____ DATA EXCERPTS

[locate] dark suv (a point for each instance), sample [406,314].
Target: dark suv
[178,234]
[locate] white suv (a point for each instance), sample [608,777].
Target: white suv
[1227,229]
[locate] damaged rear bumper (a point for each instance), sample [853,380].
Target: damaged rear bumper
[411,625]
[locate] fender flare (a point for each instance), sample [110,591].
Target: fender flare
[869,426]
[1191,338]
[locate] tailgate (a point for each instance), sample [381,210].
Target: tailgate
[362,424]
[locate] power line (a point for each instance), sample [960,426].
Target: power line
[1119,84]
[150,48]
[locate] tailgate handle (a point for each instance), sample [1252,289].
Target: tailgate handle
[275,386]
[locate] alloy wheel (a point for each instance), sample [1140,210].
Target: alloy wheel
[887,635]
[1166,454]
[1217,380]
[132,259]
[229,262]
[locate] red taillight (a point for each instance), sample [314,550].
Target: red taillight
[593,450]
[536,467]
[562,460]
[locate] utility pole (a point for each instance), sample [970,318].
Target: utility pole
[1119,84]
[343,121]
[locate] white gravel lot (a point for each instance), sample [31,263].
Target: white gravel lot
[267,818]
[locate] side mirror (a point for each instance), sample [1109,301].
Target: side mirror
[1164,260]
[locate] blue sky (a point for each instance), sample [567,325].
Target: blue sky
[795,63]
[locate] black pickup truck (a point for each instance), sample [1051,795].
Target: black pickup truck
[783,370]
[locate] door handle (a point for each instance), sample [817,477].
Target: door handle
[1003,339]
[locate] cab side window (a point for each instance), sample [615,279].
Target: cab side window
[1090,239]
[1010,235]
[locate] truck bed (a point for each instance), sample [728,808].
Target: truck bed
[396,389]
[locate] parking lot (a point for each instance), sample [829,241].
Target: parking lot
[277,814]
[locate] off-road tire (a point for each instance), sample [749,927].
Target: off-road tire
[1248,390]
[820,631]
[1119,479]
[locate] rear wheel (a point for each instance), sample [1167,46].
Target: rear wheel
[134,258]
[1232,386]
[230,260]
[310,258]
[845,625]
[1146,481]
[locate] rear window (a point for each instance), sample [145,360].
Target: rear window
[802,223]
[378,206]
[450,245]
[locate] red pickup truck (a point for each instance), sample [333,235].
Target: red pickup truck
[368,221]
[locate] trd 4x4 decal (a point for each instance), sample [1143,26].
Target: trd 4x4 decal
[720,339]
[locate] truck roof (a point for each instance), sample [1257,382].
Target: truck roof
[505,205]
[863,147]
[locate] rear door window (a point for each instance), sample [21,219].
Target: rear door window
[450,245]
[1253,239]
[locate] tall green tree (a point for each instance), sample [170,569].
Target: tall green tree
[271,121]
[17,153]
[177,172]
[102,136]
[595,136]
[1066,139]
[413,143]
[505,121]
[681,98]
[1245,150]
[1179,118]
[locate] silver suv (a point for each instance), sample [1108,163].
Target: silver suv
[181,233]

________

▶ [DIRECTIONS FOR THIS TASK]
Set the listing above down again exactly.

▶ [RESULT OF THE EXERCISE]
[locate] dark suv (a point for each instance), sample [406,314].
Target: dark suv
[178,234]
[locate] white suv (a point for each instance), sample [608,777].
Target: white suv
[1227,229]
[locate] damaged rear bumper (a point for each instance), sample [853,380].
Target: damaged rear bumper
[411,625]
[locate] fender flare (a point for each instance), sample [110,591].
Target: fender flare
[869,426]
[1191,338]
[locate] tailgate (a point for each instance), sample [381,210].
Target: tailgate
[362,424]
[locate] power line (a point for each instance), sample [960,426].
Target: power line
[1119,84]
[150,48]
[locate] tailgate handle (a point for each instance), sample [1252,289].
Target: tailgate handle
[275,386]
[locate] alloy wheel (a point for each instance), sample [1140,210].
Target: alloy wheel
[887,635]
[1166,454]
[1217,380]
[132,259]
[229,262]
[locate] red taillight (a point for each instance), sample [314,550].
Target: red taillight
[593,450]
[536,467]
[562,460]
[locate] utility pole (a point for each instance), sample [970,318].
Target: utility pole
[1119,84]
[343,121]
[locate] white gravel lot (a point for each instance), sample [31,263].
Target: white gravel lot
[267,818]
[locate] side mirror (a point for each instance), sample [1109,301].
Target: side mirror
[1164,260]
[locate] blue sky (a point for each instance), sample [567,325].
Target: blue sky
[795,63]
[locate] black pickup truck (a point for each instance), sample [1051,795].
Target: black pickup truck
[783,370]
[locate] door handle (a point for each instance), sample [817,477].
Target: door handle
[1003,339]
[locate] cab side window (a point for each instance), sample [615,279].
Target: cab side window
[1090,239]
[1010,235]
[locate] truck bed (a point for each instance), sample [728,808].
Target: truck bed
[396,389]
[locate] parking lot (a point for each instance), sample [829,241].
Target: parking lot
[277,814]
[locate] off-road tire (a point for each instance), sample [749,927].
Target: off-road tire
[1248,390]
[820,631]
[1119,479]
[locate] rear wheel (a point for each instance), sample [1167,46].
Target: rear wheel
[134,258]
[1232,386]
[230,260]
[310,258]
[845,625]
[1146,481]
[locate] rear window (a point for each instance), sample [145,360].
Target: rear window
[802,223]
[378,206]
[450,245]
[locate] red pickup truck (a point for each instance), sample [333,235].
Target: red pickup truck
[368,221]
[locate] trd 4x4 decal (a point for each instance), sample [1143,26].
Target: trd 4x4 decal
[720,339]
[locate] truck roof (a point for each instance), sample [1257,382].
Target: truck roof
[505,205]
[863,147]
[locate] rear door window (a point for each instance), sample [21,219].
Target: rear door window
[450,245]
[1253,239]
[locate] tall green tree (a point for each instance), sample [170,569].
Target: tall green tree
[271,121]
[17,153]
[177,172]
[102,136]
[595,136]
[1066,139]
[413,143]
[505,121]
[681,98]
[1245,150]
[1179,118]
[locate] silver suv (a point for each instance), sample [1108,163].
Target: silver suv
[181,233]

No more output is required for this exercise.